◆ Bagian Dokumen ◆
=======

Bangunan klenteng berbentuk persegi empat dengan tinggi 16 meter dan ujung atapnya runcing. Disini terdapat 36 pilar berwarna merah dengan ujung bagian atas tiang berwarna kuning berbentuk lingkaran. Atap Klenteng bertingkat 2 dan tidak terdapat simbol hewan pada ujung atapnya. Plafon pada klenteng ini merupakan perpaduan balok vertikal dan horisontal. Warna yang digunakan putih, merah dan hijau. Di depan Klenteng ini tersusun berjajar patung-patung dewa 8 penjuru angin.

  • Klenteng Kyai Juru Mudi

Klenteng ini digunakan sebagai tempat pemujaan bagi Kyai Juru Mudi Dampo Awang atau dikenal sebagai Kapten Wang Jing Hong. Bangunan ini memiliki ketinggian 15 meter dan didalamnya terdapat makam Kyai Juru Mudi.

=======

(Data dari sebuah koleksi)
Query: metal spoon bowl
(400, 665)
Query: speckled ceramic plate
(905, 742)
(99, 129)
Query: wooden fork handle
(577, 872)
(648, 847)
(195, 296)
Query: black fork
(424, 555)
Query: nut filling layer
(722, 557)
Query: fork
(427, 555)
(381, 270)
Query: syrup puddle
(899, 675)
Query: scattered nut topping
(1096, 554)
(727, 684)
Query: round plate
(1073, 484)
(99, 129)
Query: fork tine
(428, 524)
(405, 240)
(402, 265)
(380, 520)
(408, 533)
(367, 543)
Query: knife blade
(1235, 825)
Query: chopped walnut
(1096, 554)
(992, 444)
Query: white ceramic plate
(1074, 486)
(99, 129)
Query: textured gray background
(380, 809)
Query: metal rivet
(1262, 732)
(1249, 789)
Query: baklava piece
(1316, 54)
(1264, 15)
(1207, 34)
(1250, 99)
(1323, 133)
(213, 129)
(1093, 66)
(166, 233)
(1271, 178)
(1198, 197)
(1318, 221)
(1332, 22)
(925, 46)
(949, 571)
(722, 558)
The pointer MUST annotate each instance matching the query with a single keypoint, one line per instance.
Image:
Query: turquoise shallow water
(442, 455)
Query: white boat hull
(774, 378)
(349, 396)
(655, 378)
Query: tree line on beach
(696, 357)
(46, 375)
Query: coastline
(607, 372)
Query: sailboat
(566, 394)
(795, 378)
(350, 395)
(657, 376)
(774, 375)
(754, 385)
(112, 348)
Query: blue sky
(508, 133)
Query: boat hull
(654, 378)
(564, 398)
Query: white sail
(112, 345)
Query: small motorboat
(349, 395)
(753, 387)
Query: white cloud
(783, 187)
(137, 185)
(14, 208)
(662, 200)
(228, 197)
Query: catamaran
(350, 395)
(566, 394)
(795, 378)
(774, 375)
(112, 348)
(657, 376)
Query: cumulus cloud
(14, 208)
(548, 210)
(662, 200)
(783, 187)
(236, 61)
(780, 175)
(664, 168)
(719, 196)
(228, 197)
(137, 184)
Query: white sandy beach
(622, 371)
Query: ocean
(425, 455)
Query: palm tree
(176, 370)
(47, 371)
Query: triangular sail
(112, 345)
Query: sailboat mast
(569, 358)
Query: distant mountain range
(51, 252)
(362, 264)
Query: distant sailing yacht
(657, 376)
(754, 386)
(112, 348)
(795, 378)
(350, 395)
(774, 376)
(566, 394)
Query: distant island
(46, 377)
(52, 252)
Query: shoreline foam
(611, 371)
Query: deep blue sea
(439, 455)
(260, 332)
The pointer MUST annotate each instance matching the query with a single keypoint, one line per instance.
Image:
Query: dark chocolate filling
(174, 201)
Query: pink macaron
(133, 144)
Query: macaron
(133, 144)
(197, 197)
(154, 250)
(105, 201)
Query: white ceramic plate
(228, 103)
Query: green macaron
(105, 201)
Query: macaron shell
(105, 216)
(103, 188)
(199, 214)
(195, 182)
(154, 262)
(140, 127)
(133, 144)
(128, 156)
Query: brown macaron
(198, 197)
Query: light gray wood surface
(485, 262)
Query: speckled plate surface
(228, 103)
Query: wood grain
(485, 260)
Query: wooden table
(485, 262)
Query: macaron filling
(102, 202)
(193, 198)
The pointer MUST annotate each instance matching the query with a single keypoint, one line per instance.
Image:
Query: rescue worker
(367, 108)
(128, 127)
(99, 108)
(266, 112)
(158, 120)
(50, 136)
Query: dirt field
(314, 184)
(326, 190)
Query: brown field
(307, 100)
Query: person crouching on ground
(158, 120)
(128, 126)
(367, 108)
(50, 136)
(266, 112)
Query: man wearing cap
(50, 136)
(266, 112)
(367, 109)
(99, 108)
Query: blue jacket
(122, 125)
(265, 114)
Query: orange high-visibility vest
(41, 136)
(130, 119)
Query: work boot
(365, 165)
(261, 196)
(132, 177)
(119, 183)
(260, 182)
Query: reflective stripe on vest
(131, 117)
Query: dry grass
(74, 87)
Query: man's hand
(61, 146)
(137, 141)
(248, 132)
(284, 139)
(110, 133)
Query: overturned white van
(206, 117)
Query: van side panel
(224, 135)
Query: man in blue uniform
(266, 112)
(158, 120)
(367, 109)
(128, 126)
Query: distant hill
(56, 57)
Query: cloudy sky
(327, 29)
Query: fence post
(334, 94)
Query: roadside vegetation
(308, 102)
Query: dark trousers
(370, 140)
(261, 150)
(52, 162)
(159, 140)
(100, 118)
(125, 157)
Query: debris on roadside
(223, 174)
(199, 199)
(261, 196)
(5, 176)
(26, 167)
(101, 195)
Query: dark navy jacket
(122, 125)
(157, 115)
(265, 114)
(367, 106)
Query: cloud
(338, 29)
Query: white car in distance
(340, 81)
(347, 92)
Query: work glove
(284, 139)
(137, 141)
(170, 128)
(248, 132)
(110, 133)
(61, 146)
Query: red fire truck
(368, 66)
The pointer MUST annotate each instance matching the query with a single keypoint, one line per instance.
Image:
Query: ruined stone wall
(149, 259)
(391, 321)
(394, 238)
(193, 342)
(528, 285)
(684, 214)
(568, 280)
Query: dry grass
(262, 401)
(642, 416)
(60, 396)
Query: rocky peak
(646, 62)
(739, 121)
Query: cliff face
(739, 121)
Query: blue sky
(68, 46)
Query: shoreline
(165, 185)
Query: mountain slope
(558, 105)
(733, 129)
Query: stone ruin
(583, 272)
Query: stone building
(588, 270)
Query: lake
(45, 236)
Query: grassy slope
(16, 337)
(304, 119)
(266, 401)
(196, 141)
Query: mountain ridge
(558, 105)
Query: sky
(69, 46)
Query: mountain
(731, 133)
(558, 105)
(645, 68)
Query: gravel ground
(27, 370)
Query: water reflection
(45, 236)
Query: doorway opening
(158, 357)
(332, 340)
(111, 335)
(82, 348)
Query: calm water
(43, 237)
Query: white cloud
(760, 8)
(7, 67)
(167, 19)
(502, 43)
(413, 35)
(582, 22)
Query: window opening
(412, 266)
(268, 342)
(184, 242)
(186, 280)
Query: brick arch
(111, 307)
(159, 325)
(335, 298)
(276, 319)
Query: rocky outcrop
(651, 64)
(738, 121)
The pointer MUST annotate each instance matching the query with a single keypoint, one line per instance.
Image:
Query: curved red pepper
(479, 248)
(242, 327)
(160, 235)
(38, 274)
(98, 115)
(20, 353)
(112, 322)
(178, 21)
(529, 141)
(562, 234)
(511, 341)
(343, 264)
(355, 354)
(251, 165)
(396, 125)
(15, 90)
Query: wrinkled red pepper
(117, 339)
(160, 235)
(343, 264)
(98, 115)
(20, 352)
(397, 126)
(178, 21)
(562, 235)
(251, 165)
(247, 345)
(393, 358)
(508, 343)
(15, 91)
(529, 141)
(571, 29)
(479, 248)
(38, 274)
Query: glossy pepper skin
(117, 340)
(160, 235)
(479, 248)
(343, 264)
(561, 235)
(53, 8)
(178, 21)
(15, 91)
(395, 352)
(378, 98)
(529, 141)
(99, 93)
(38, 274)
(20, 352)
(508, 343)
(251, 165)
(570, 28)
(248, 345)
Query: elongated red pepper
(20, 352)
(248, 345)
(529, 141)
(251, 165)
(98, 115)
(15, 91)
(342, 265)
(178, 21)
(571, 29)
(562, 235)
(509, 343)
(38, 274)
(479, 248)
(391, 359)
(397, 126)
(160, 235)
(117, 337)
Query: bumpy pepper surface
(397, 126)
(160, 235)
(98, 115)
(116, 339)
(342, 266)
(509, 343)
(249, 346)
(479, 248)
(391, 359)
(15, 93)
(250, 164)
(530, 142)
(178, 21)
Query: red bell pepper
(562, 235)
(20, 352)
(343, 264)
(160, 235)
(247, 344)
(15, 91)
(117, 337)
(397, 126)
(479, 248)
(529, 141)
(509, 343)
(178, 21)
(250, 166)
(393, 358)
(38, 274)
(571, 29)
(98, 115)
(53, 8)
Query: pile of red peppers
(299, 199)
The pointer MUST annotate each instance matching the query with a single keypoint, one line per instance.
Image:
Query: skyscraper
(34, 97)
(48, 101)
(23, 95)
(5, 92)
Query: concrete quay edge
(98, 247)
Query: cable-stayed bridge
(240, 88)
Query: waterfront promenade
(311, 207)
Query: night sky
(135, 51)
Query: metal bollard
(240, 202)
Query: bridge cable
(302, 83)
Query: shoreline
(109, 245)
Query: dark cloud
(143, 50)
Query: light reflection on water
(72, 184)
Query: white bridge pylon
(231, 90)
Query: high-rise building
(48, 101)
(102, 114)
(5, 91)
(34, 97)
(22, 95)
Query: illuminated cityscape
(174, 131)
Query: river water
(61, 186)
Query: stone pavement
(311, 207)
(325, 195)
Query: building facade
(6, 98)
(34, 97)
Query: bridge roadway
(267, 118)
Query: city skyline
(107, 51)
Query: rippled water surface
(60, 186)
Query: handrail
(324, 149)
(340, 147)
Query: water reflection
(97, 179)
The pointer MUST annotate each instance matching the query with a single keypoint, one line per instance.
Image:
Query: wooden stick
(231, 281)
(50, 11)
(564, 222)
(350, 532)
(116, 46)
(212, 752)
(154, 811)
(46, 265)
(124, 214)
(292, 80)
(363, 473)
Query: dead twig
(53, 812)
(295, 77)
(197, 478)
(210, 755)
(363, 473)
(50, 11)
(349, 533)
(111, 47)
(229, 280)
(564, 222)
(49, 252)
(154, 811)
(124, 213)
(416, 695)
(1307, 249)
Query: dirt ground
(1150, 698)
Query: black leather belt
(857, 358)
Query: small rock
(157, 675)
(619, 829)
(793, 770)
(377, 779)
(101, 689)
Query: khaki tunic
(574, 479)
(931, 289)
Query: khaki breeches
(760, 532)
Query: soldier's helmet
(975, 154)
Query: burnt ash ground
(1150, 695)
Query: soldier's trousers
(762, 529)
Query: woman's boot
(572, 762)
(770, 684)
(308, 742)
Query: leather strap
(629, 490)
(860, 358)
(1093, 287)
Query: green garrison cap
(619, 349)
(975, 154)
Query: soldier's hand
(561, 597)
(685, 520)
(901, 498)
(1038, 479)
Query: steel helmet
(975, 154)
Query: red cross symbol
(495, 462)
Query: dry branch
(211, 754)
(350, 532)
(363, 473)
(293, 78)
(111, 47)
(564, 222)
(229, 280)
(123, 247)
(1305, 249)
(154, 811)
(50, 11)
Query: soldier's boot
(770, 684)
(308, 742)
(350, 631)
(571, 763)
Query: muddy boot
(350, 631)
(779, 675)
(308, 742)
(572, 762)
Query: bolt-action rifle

=======

◆ Yang Dikerjakan ◆
Jawab pertanyaan berikut berdasarkan teks tentang klenteng:
(a) Berapa jumlah pilar merah pada bangunan klenteng yang berbentuk persegi empat setinggi 16 meter?
(b) Berapa ketinggian bangunan Klenteng Kyai Juru Mudi?
(c) Apa yang terdapat di dalam Klenteng Kyai Juru Mudi?
Data tersebut tidak diperlukan di sini.

◆ Jawaban Tugas ◆
(a) 36 pilar.
(b) 15 meter.
(c) Makam Kyai Juru Mudi.